• **STUDY QUESTIONS**:
1 > List each self-set trap for the Kremlin that the commentary on Putin's short-term approach describes in the passage given.
2 > In the commentary on Putin's short-term approach, how long has Putin gone without proposing a solution to the Armenian-Azerbaijani dispute?
3 > Continue the commentary on Putin's short-term approach, beginning right after its last paragraph.

Staunton, October 16 – Vladimir Putin and the Kremlin leadership more generally has taken such a short-term approach in dealing with problems that it is ever more frequently falling into traps that could have been avoided but that in fact the regime unwittingly set for itself, Rosbalt commentator Sergey Shelin says.
He suggests that the number of these traps is very large but in a new article discusses five of them (rosbalt.ru/blogs/2020/10/16/1868514.html):
First of all, because Putin earlier declared victory over the pandemic, he hasn’t been able to admit his mistake or focus on what to do now that it has returned in force. Those who work with the victims see this mistake but so far the Kremlin hasn’t had the strength of character or even good political sense to do so (vtimes.io/news/sistema-zdravoohraneniya-ne-gotova-ko-vtoroj-volne-kovida).
Second, Putin said the economy was roaring back and announced a program based on that claim, but now that the economy has slowed or even gone into reverse, he has proved incapable of altering his approach, something that will waste even more money that the country doesn’t have and may make the situation worse.
Third, Putin has always sought to be the chief arbiter in the Armenian-Azerbaijani dispute but for 20 years, he has proposed no solution to it, assuming it can go on as it is with no outside involvement possible. But now Turkey has entered the fray, something that is “dangerous for Armenia and humiliating for Russia.”

• **EXTRACTED MATERIAL**:
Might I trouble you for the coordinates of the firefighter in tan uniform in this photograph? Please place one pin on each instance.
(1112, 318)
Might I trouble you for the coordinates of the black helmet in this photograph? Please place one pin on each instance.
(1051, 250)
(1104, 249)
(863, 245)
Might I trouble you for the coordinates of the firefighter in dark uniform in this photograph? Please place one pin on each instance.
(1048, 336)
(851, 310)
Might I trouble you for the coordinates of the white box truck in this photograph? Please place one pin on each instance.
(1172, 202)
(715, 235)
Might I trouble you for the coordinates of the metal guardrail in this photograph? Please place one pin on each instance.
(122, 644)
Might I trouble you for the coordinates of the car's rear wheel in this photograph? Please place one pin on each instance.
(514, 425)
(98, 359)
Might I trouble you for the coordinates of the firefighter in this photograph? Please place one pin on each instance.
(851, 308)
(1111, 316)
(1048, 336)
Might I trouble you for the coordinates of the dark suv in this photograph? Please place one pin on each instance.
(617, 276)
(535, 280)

• **WRITTEN RESPONSES**:
1 >
- Having declared victory over the pandemic, Putin can't admit the mistake or focus on what to do now that it has returned in force.
- Having said the economy was roaring back and built a program on that claim, he has proved incapable of changing course now that the economy has slowed or gone into reverse.
- Having sought to be chief arbiter in the Armenian-Azerbaijani dispute while proposing no solution for 20 years, he now faces Turkey's entry into the conflict.

2 > 20 years.

3 >
Fourth, the Kremlin remains trapped in the idea of union with Belarus even though it would be better to led Lukashenka fail and a new regime come to power without the kind of Russian involvement that means whatever happens in Belarus will have a major and unwelcome, at least for the powers that be, consequence in Russia itself.
And fifth, Putin and his regime have miscalculated on the Navalny poisoning. Europe has responded with symbolic sanctions but with a new tone, one that has prompted Foreign Minister Sergey Lavrov to petulantly threaten to end talks with the Europeans, a completely undignified and counterproductive comment.
In all five of these cases, Shelin argues, the Kremlin has “fallen into its own traps,” something that would be surprising if it were not so frequent.